* [Page]:
════════
On the nearshore reefs, Gross is bottom fishing for mangrove snapper. Limits of these fish are being taken when the conditions are right. Flounder and Kew West grunts are in the mix.

Capt. Warren Girle is finding respectable amounts of mangrove snapper around nearshore and offshore structure. Most catches are 12-16 inches, although bigger snapper are in the mix. Live shiners on a knocker rig are working to attract a bite. Mixed in with the snapper are some “door-mat” flounder, along with many juvenile gag and red grouper.

In Sarasota Bay, Girle is targeting spotted seatrout. Free-lining live shiners over grass flats of 5-6 feet is resulting in slot-size fish in the cooler for his anglers, as well as some action from Spanish mackerel, bluefish and jack crevalle.
════════
* [Listing]:

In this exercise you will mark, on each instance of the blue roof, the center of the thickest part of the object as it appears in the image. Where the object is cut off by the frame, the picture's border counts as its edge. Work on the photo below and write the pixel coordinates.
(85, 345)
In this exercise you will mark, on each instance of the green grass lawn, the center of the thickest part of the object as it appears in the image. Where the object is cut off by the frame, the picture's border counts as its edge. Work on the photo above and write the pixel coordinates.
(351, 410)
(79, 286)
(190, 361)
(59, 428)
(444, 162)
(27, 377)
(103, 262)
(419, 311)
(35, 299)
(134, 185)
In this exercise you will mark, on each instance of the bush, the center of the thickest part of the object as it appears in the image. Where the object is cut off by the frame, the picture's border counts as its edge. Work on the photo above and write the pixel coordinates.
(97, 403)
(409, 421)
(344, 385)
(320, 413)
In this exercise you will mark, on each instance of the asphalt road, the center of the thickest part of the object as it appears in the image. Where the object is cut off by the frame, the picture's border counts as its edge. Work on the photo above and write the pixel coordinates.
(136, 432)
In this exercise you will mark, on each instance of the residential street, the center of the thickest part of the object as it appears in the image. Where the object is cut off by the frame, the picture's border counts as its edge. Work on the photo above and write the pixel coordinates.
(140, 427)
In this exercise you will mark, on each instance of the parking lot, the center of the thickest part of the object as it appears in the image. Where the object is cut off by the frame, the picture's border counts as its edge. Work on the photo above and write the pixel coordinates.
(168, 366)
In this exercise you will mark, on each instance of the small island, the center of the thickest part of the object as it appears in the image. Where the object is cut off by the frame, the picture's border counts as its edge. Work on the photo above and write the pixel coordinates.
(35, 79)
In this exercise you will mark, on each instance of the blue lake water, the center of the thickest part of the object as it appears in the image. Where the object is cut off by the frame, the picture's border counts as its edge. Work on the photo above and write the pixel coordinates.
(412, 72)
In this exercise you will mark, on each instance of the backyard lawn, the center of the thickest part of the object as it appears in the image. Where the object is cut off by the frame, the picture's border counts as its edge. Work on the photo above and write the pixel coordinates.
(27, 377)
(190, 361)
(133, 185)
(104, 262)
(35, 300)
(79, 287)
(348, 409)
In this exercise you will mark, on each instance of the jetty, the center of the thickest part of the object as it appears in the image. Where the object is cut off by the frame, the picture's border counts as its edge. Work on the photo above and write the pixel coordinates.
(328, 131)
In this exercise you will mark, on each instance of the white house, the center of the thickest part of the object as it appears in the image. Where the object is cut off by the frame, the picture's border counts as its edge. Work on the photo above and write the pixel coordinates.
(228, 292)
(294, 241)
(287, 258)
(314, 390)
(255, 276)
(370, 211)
════════
* [Set tasks]:
**1)** What length are most of the mangrove snapper Capt. Warren Girle is catching, according to the fishing report?
**2)** Lay out the listing, from the line with "the jetty, the" through the end of the listing, as a two-column CSV with the columns request and point. Give one row per request, putting its text and its answer each in one quoted field with line breaks turned into spaces.
The fishing report and the listing are separate, unrelated material.

* [Responses for each task]:
**1)** Most catches are 12-16 inches.

**2)**
request,point
"In this exercise you will mark, on each instance of the jetty, the center of the thickest part of the object as it appears in the image. Where the object is cut off by the frame, the picture's border counts as its edge. Work on the photo above and write the pixel coordinates.","(328, 131)"
"In this exercise you will mark, on each instance of the white house, the center of the thickest part of the object as it appears in the image. Where the object is cut off by the frame, the picture's border counts as its edge. Work on the photo above and write the pixel coordinates.","(228, 292) (294, 241) (287, 258) (314, 390) (255, 276) (370, 211)"